§ SELECTED TEXT

You are viewing a plain text version of this content. The canonical link for it is here.

Posted to users@opennlp.apache.org by Sam Li <sa...@gmail.com> on 2012/08/14 07:10:16 UTC

how to train sentence detector without losing previous data?

It seems using the training tool for the Sentence Detector will only rewrite a given model.
How does one train and append to a previously created model?

-Sam

Re: how to train sentence detector without losing previous data?

Posted by Yuan Luo <yu...@gmail.com>.

Hi Jörn,
Are all the original training corpora MUC? And would you mind
providing a list of which MUC corpora you used or all of them? I am
thinking of getting them from MUC if you guys didn't make customized
changes to those corpora.

Best,
Yuan

On Mon, Aug 20, 2012 at 3:44 AM, Jörn Kottmann <ko...@gmail.com> wrote:
> On 08/17/2012 08:15 AM, Sam Li wrote:
>>
>> Right now I'm using the English sentence model provided on sourceforge. I
>> would like to append additional data to it.
>> But this means I need the original source of the model, right? If so, how
>> do I get that?
>
>
> The orginial data is copyright protected, its data from the MUC corpus, so
> we cannot distribute it
> with OpenNLP. But you can use other English resources for training.
> You need data which is sentence segmented, such as CONLL2000 for example.
>
> Jörn

Re: how to train sentence detector without losing previous data?

Posted by Sam Li <sa...@gmail.com>.

I see. Would love to see a feature that allows additive training that doesn't require having the original corpus. That way in the future if there are new special cases that users want to add to the model, it would be easier. What do you think?

Is there something like this type of feature in the works?

-Sam

On Aug 20, 2012, at 3:44 PM, Jörn Kottmann <ko...@gmail.com> wrote:

> On 08/17/2012 08:15 AM, Sam Li wrote:
>> Right now I'm using the English sentence model provided on sourceforge. I would like to append additional data to it.
>> But this means I need the original source of the model, right? If so, how do I get that?
> 
> The orginial data is copyright protected, its data from the MUC corpus, so we cannot distribute it
> with OpenNLP. But you can use other English resources for training.
> You need data which is sentence segmented, such as CONLL2000 for example.
> 
> Jörn

Re: how to train sentence detector without losing previous data?

Posted by Jörn Kottmann <ko...@gmail.com>.

§ TASK TO CARRY OUT
Please retype the part of the sentence detector thread that begins at the words "It seems using" and stops after the words "to those corpora.", keeping every character unchanged.

§ MATERIAL PROVIDED
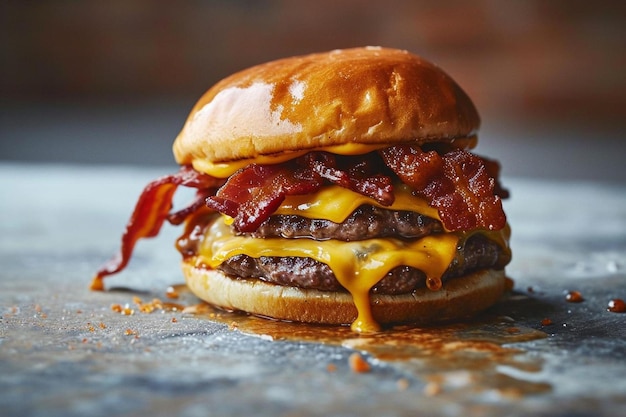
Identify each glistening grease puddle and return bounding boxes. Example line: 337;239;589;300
178;284;552;399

§ RESULT
It seems using the training tool for the Sentence Detector will only rewrite a given model.
How does one train and append to a previously created model?

-Sam

Re: how to train sentence detector without losing previous data?

Posted by Yuan Luo <yu...@gmail.com>.

Hi Jörn,
Are all the original training corpora MUC? And would you mind
providing a list of which MUC corpora you used or all of them? I am
thinking of getting them from MUC if you guys didn't make customized
changes to those corpora.